# [Selected extract]
In the first year alone, I made a total of 26 trips from Europe to the US, where most of our customers were based. We found top talent and made our business so globally significant in its space that it was bought by Broadcom for a whopping $640 million. And that after raising only $13 million of venture capital.

That formula seemed to work, so with a couple of others, I co-founded and led another start-up, this time initially in the UK and France. This time we built some of the world’s best cellular modem chips and software, the core technology that connects your data and voice calls. A much tougher gig, we nevertheless grew that team to more than 300 engineers over 9 years before selling the company to NVIDIA for a cool $430 million.

Over $1 billion in just two companies proves beyond doubt that Europe has an amazing pool of talent which can solve some really hard problems. And if we do that, we can build some good companies and make money.

But are they great? And is that what we should be doing — building companies to feed the growing power of US Tech Titans — or should we be doing something else? Hold that thought.

Let me track back to my childhood for a minute. I was born in a small mill town in Scotland. No one in my family owned a car, so we had no choice but to walk everywhere. Later, we moved to a bigger city in England where we got around on buses. It was fine, but I remember as though it was yesterday the fantastic day my dad got himself a first car. Suddenly our world opened up: fuel was cheap, the roads were empty and amazingly we could now travel anywhere, park the car in the street and enjoy something that felt like true freedom.

Fast forward to today and that magic has gone and, with population and traffic densities as they are now, it’s not coming back anytime soon.

# [Material provided]

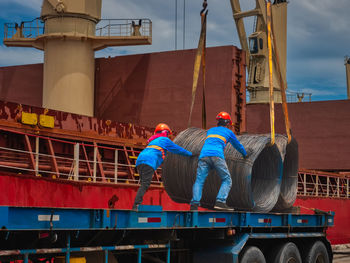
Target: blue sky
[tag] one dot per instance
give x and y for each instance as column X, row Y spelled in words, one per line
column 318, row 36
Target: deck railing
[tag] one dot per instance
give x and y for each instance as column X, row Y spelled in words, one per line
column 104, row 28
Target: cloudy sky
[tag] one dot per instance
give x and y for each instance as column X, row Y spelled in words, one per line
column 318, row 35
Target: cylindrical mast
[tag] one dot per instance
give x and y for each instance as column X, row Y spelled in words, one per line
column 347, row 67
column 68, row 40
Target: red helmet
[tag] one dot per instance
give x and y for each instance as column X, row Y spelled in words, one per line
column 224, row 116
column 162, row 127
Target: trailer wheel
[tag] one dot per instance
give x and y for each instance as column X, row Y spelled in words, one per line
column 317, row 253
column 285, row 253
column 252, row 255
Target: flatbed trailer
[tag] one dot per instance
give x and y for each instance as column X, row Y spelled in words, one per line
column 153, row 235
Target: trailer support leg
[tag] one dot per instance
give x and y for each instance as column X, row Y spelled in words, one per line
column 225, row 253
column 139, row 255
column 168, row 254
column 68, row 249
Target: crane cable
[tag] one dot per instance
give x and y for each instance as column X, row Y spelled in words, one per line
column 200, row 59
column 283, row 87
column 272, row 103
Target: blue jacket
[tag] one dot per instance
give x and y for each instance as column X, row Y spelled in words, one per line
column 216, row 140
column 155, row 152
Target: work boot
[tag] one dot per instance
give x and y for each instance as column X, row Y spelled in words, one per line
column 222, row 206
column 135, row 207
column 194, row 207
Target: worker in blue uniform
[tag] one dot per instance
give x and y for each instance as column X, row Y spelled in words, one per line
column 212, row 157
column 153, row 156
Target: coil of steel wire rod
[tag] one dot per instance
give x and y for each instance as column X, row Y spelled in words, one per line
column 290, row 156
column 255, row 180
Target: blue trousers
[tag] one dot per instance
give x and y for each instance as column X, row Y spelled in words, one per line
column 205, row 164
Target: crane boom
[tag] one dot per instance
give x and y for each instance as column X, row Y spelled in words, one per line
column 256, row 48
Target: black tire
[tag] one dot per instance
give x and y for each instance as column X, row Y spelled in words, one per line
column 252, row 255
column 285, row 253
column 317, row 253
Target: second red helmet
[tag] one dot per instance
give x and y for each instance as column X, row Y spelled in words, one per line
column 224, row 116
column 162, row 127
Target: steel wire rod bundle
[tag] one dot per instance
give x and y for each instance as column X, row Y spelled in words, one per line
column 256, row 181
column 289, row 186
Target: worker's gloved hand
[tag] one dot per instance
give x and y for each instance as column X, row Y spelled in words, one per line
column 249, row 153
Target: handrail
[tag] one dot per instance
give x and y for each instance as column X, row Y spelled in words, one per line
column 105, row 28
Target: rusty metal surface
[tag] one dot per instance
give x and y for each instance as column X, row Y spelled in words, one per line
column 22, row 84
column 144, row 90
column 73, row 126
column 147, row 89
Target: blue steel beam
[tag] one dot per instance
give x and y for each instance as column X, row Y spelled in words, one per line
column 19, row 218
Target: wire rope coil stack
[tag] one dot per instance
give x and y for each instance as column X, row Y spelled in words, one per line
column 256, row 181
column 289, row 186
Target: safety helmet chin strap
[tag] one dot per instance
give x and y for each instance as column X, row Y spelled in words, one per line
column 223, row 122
==
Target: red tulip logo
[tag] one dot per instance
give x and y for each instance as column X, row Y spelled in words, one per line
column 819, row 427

# [The tasks]
**A.** In the passage about building start-ups in Europe, which company bought the cellular modem chip business?
**B.** Carry on writing the passage about building start-ups in Europe, picking up right after its final sentence.

# [Response list]
**A.** NVIDIA bought it.

**B.**
In London, the population is expected to grow by another million people in the next 12 years. It’s already Europe’s biggest city by a factor of about 2. And like many European cities, it was fundamentally designed around the horse, not the car. Today, and despite the best efforts of public transport, everywhere you look it’s congested and sometimes totally gridlocked. As a society, we are burning up the world’s resources in making cars, vans and trucks and we then use them to pollute our environment and, in the process, we are fundamentally diminishing the quality of all our lives.

Later, in old age, my dad had to give up owning a car. And since my mum never learnt to drive, I realised how hard it was to get around if you are old, or young, or not physically able, or you just happen to live in the wrong place or work during the wrong hours.

But it’s not just the socially excluded we should worry about. If I could give you the gift of an extra 230 hours a year (that’s the same as twenty-nine days of eight hours each, by the way), what would you do with it? Well, you probably wouldn’t choose to spend those hours slumped over the wheel of a car travelling at something like 10kph. But almost two thirds of workers in Europe do just that in our everyday commute.

The loss of human potential is enormous. We need a new paradigm.

Here at Five AI, we believe in a future where literally everyone can travel across our cities without driving and without delay. We believe we must achieve that at the lowest possible cost to our planet.

This is why we founded our company and it really does drive everything we do.

“Safe and convenient demand-responsive mobility services, which are so attractive that European city-dwellers don’t feel they need to own a car”

But what does that mean and how do we achieve this?

It means we will build a service for the young, the old, the able, the less able, the wealthy and the less wealthy, a service that re-enables urban travel that’s safe for everyone without costing the earth. Our mission is to create safe and convenient demand-responsive mobility services for European city-dwellers that are so attractive that no one feels they need to own a car.

And to do that, we’ll use shared electric, autonomous vehicles, in the hardest environment of all — our complex cities.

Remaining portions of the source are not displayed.